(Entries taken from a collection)
*** Begin section ***
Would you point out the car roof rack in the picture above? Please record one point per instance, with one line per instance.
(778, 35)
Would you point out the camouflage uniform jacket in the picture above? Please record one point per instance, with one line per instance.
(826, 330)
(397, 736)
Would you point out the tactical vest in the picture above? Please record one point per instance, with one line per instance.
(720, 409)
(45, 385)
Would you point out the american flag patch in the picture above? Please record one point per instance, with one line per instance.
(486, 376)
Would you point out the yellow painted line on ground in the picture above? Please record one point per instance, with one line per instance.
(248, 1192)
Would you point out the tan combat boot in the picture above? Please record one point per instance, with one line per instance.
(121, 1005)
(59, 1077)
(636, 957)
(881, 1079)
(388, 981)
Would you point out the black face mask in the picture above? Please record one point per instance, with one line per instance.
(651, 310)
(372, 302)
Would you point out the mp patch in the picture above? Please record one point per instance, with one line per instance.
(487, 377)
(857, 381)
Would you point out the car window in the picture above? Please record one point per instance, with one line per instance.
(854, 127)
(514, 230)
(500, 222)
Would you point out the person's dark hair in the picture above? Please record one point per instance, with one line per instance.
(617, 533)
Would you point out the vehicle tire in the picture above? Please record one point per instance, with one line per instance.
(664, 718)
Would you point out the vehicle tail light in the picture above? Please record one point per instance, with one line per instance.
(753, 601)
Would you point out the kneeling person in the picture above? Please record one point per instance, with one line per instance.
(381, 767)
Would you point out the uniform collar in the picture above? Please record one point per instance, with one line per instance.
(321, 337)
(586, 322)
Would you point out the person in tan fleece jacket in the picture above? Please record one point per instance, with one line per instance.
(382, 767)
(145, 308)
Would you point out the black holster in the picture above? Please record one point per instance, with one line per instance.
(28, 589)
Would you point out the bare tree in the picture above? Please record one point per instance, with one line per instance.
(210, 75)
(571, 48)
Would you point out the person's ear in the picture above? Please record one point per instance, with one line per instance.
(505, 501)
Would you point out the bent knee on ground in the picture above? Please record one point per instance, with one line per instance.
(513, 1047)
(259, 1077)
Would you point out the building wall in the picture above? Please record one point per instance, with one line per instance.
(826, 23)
*** End section ***
● Exercise instructions
Every record must be given again exactly as it was written.

● Task output
Would you point out the car roof rack in the picture above? Please record one point per instance, with one line per instance.
(778, 35)
Would you point out the camouflage uniform jacket in the picture above? Please record one point per instance, with one line per instance.
(826, 330)
(397, 736)
Would you point out the tactical vest in the picture above? Please record one point per instance, with one line per instance.
(720, 409)
(45, 385)
Would you point out the american flag patch in the picture above? Please record one point per instance, with one line per instance.
(486, 376)
Would you point out the yellow painted line on ground in the picture above? Please record one point per instance, with one line per instance.
(248, 1192)
Would you point out the tan combat boot in the picture above? Please record one point per instance, with one line per instance.
(121, 1005)
(59, 1077)
(636, 957)
(881, 1079)
(388, 981)
Would you point out the black face mask in the picture above? Please record one point per instance, with one line per instance.
(651, 310)
(372, 302)
Would you point out the mp patch in the picture above? Please record one point per instance, with one line per instance.
(487, 377)
(857, 381)
Would you point out the car window in the picture above? Please record one point per instance, with one line per instance.
(854, 127)
(514, 230)
(500, 222)
Would you point out the person's dark hair in the picture above? Please record one point per instance, with one line per instance.
(617, 533)
Would you point out the vehicle tire in the picture above? Please record one point per instance, with one line per instance.
(664, 718)
Would you point out the vehicle tail light in the picture above? Please record one point per instance, with one line per instance.
(753, 601)
Would you point out the kneeling person in the picture above? Please record one point per instance, with one line per instance.
(381, 767)
Would you point out the uniform collar in the picture above? Please record one point per instance, with one line per instance.
(321, 337)
(586, 322)
Would you point out the person in tan fleece jacket in the picture above? Please record one point per instance, with one line per instance.
(382, 767)
(145, 308)
Would you point out the black holster in the picture above? Please record one point per instance, with one line per instance.
(28, 589)
Would you point out the bare tree in the picture above? Please record one point per instance, with one line per instance.
(210, 75)
(571, 48)
Would you point out the person's ear in the picture above? Please record one point per instance, with one line per instance.
(505, 501)
Would you point out the bent knee on ground in the picture above? Please record one point per instance, with one line per instance.
(513, 1047)
(259, 1077)
Would you point out the building wall in the picture above? Please record one point per instance, with one line per instance.
(826, 23)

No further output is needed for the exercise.